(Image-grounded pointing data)
⁂
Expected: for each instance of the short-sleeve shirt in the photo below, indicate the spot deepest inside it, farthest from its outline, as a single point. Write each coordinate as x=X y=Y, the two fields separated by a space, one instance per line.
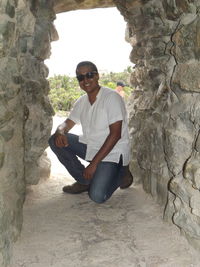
x=95 y=119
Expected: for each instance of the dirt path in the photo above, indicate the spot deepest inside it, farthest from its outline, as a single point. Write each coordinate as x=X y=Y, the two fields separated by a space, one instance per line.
x=62 y=230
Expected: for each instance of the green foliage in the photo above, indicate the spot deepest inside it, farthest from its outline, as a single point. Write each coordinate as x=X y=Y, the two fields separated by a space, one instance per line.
x=65 y=90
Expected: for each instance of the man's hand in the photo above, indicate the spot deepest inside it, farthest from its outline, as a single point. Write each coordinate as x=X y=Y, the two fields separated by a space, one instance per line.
x=60 y=137
x=60 y=140
x=89 y=171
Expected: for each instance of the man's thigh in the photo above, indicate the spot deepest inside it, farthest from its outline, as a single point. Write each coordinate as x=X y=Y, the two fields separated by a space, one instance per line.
x=75 y=146
x=106 y=180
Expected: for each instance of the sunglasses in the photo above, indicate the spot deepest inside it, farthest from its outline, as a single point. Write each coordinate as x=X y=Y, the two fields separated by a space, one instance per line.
x=88 y=75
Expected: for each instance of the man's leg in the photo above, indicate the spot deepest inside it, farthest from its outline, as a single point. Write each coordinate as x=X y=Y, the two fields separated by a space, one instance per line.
x=68 y=156
x=127 y=178
x=106 y=180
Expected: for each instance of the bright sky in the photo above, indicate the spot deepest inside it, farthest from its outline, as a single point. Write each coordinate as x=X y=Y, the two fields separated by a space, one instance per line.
x=97 y=35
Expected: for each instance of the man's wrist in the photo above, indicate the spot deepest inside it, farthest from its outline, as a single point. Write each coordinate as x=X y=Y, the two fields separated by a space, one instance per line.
x=61 y=129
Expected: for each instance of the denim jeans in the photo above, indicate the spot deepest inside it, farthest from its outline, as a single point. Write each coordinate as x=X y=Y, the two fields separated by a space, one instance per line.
x=107 y=177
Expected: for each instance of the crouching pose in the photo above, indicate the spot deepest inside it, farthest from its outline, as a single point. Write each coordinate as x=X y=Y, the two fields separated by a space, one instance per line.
x=104 y=143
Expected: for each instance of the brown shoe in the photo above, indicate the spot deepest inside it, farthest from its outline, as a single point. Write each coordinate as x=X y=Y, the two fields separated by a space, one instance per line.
x=127 y=179
x=75 y=188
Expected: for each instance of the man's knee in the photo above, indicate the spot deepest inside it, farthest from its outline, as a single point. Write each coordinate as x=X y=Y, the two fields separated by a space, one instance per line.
x=51 y=141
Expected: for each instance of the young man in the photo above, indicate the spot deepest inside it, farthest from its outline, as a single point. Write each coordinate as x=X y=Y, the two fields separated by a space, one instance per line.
x=120 y=89
x=104 y=142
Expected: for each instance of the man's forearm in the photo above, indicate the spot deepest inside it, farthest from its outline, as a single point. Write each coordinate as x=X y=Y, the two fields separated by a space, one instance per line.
x=108 y=145
x=65 y=127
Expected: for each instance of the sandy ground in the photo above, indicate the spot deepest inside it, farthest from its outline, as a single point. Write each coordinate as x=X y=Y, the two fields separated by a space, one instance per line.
x=63 y=230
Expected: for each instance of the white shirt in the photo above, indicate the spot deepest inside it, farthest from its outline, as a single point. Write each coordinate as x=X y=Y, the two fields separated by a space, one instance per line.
x=95 y=119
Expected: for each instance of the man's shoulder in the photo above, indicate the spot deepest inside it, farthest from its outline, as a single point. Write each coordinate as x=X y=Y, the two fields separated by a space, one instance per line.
x=107 y=90
x=110 y=93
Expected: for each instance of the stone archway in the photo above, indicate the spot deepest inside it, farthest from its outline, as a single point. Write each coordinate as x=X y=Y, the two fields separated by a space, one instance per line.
x=164 y=114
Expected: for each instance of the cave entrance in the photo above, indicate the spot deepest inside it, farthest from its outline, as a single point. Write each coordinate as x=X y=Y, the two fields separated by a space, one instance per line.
x=97 y=35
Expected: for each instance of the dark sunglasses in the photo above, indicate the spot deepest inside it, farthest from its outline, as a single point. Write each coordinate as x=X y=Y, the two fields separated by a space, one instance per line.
x=88 y=75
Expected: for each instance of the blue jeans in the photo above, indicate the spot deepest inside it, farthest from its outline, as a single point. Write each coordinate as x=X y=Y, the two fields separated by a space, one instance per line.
x=107 y=177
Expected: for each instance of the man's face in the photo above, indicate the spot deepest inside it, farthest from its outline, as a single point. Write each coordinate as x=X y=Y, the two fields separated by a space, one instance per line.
x=88 y=79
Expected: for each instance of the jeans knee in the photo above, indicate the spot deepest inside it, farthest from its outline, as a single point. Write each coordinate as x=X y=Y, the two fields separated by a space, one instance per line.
x=51 y=141
x=97 y=196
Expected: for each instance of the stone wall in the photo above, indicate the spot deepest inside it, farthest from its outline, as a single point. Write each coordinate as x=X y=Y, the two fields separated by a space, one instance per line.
x=164 y=109
x=26 y=31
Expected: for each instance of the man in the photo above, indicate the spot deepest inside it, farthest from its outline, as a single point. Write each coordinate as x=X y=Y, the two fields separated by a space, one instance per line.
x=120 y=89
x=104 y=142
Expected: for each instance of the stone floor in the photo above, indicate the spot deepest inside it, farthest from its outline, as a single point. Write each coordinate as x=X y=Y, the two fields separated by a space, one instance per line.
x=63 y=230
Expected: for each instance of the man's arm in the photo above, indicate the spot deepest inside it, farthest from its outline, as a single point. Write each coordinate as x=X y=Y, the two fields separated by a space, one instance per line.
x=110 y=142
x=65 y=127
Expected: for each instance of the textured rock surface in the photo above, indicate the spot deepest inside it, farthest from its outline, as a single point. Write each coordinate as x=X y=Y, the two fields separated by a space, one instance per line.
x=67 y=5
x=164 y=108
x=26 y=31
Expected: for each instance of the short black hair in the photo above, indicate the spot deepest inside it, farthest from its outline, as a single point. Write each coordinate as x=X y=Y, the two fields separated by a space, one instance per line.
x=120 y=84
x=87 y=63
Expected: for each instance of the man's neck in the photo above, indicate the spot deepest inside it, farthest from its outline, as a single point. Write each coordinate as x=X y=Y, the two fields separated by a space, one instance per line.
x=92 y=96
⁂
- **About this exercise**
Write out every record above exactly as it stands, but leave out the pictures.

- **Exercise response**
Expected: for each instance of the short-sleeve shirt in the photo below, indicate the spot deepest inside it, farthest from its outline, as a single point. Write each coordinate as x=X y=Y, the two fields separated by a space, one instance per line.
x=95 y=119
Expected: for each instance of the dirt path in the photo above, indicate the spot deepest inside it, farthest from its outline, as a single point. Write each coordinate as x=X y=Y, the two fields separated by a space, one instance per line.
x=62 y=230
Expected: for each instance of the green foliage in the photo above, indicate the spot deepest inside it, farthest from its outline, as a single point. Write each coordinate as x=X y=Y, the two fields separated by a space, one instance per line.
x=65 y=90
Expected: for each instance of the man's hand in the photo above, indicate the spot deepest inside it, farthest from its outline, as a single point. Write each coordinate as x=X y=Y, the two fields separated by a space, one instance per line.
x=60 y=137
x=60 y=140
x=89 y=171
Expected: for each instance of the man's thigh in the photo above, indicate the spot deepest inside it, farthest from its outline, as a single point. Write each coordinate as x=X y=Y, the two fields separated by a space, one instance per line.
x=75 y=146
x=106 y=180
Expected: for each instance of the sunglasses in the photo above, indicate the spot deepest inside it, farthest from its outline, as a single point. Write each coordinate as x=X y=Y, the two fields separated by a space, one instance per line.
x=88 y=75
Expected: for each instance of the man's leg in the photo above, indicate the spot deepest inside it, farthest from its outline, as a single point. Write each coordinate as x=X y=Y, the two fields separated by a space, one instance per line.
x=68 y=156
x=127 y=178
x=106 y=180
Expected: for each instance of the bright sky in the photo above, indicate the spot deepest inside it, farthest from its outline, as a single point. Write each coordinate as x=X y=Y, the two fields separated by a space, one instance per line.
x=97 y=35
Expected: for each instance of the man's wrist in the photo above, indicate the spot deepest inside it, farthest from its outline, as a single point. Write each coordinate as x=X y=Y, the two fields separated by a space, one instance per line.
x=61 y=129
Expected: for each instance of the denim jeans in the photo above, indicate the spot deepest inside it, farthest from its outline, as a single point. Write each coordinate as x=X y=Y, the two fields separated by a space, one instance per line.
x=107 y=177
Expected: for each instance of the crouching pose in the photo above, indicate the spot deepest inside it, farthest from its outline, as a single point. Write each coordinate as x=X y=Y, the two fields separated by a space, one instance per line.
x=104 y=143
Expected: for each instance of the brown shoe in the photo above, indicate the spot deepest inside it, farthest from its outline, as a single point. Write each coordinate as x=X y=Y, the two fields separated by a space, one instance per line.
x=127 y=179
x=75 y=188
Expected: for each instance of the man's knee in the photo above, indicate the spot deepest inside it, farthest from its outline, as a single point. Write each coordinate as x=X y=Y, the two fields separated by a space, one instance per line.
x=51 y=141
Expected: for each instance of the young man in the photo above, indicate the spot deepest inside it, farthest from its outline, as a single point. Write each coordinate as x=X y=Y, the two fields separated by a space, one instance per line.
x=120 y=89
x=104 y=142
Expected: for each instance of the man's forearm in the photo above, indicate the spot deepest inside it, farthest from its outline, as a single point. Write each coordinate as x=X y=Y, the two fields separated by a space, one instance per line.
x=108 y=145
x=65 y=127
Expected: for each instance of the sandy ground in the photo above, indicate the spot deepest inside it, farthest from its outline, as a single point. Write each coordinate as x=X y=Y, the two fields separated by a space, one instance per line.
x=63 y=230
Expected: for each instance of the white shirt in the photo above, indicate the spot deepest inside it, farthest from its outline, as a single point. Write each coordinate as x=X y=Y, the two fields separated by a space, one instance per line.
x=95 y=119
Expected: for each instance of the man's shoulder in the photo above, indicate the spot deepest inside it, farthest from its outline, as a single point. Write each coordinate as x=X y=Y, the two fields separated by a space, one instance per line.
x=107 y=90
x=110 y=93
Expected: for each instance of the stone archway in the photo above, indicate the spot deepest inside it, farthest from its outline, as a single point. Write each coordinate as x=X y=Y, the two fields separated by a space, one instance per line.
x=164 y=114
Expected: for each instance of the cave entrance in the photo above, indicate the spot deepest inside it, farthest from its outline, as a single point. Write each coordinate as x=X y=Y, the two fields separated by a space, one instance per line.
x=97 y=35
Expected: for each instance of the dark sunglasses in the photo above, indicate the spot deepest inside it, farthest from its outline, as a single point. Write each coordinate as x=X y=Y, the two fields separated by a space, one instance per line.
x=88 y=75
Expected: for each instance of the blue jeans in the photo above, indicate the spot deepest inside it, farthest from its outline, as a single point. Write each coordinate as x=X y=Y, the two fields separated by a space, one instance per line.
x=107 y=177
Expected: for each instance of the man's face in the photo above, indicate the spot deepest inside it, farthest from its outline, as a single point. Write each coordinate as x=X y=Y, the two fields separated by a space, one instance per line.
x=88 y=79
Expected: for each instance of the jeans knee in the photo above, indicate the spot deepest inside it, farthest from its outline, as a single point. Write each coordinate as x=X y=Y, the two fields separated by a space, one instance per line.
x=51 y=141
x=97 y=196
Expected: for each instance of the stone wall in the photo above, indicate the spot deepest inside it, farthest from its outline, as a single point. Write each coordinate as x=X y=Y, the two fields separated by a space, one instance per line.
x=164 y=109
x=26 y=31
Expected: for each instance of the man in the photo above, indicate the spot deepest inside it, farthest from its outline, as a single point. Write each coordinate as x=X y=Y, the two fields separated by a space, one instance per line.
x=120 y=89
x=104 y=142
Expected: for each instance of the stone floor in the photo above, indicate the spot deepest inside it, farthest from its outline, as a single point. Write each coordinate as x=X y=Y, the two fields separated by a space, one instance per line.
x=63 y=230
Expected: for each instance of the man's arm in the photo above, indicate the spot deepest inside it, farthest from its outline, as a single point. Write each coordinate as x=X y=Y, the two fields separated by a space, one instance per line.
x=110 y=142
x=65 y=127
Expected: for each instance of the textured rock surface in the photo above, indicate the spot deepest inside it, farthest from its outline, as a single point. Write each coordinate as x=X y=Y, the two fields separated by a space, one instance per line.
x=67 y=5
x=164 y=108
x=26 y=31
Expected: for each instance of the short black hair in the photo above, indicate the spot deepest inside it, farthest from its outline, as a single point. Write each coordinate as x=X y=Y, the two fields separated by a space, one instance per line.
x=120 y=84
x=87 y=63
Expected: for each instance of the man's neck in the photo above, indicate the spot deepest inside it, farthest from its outline, as a single point. Write each coordinate as x=X y=Y, the two fields separated by a space, one instance per line.
x=92 y=96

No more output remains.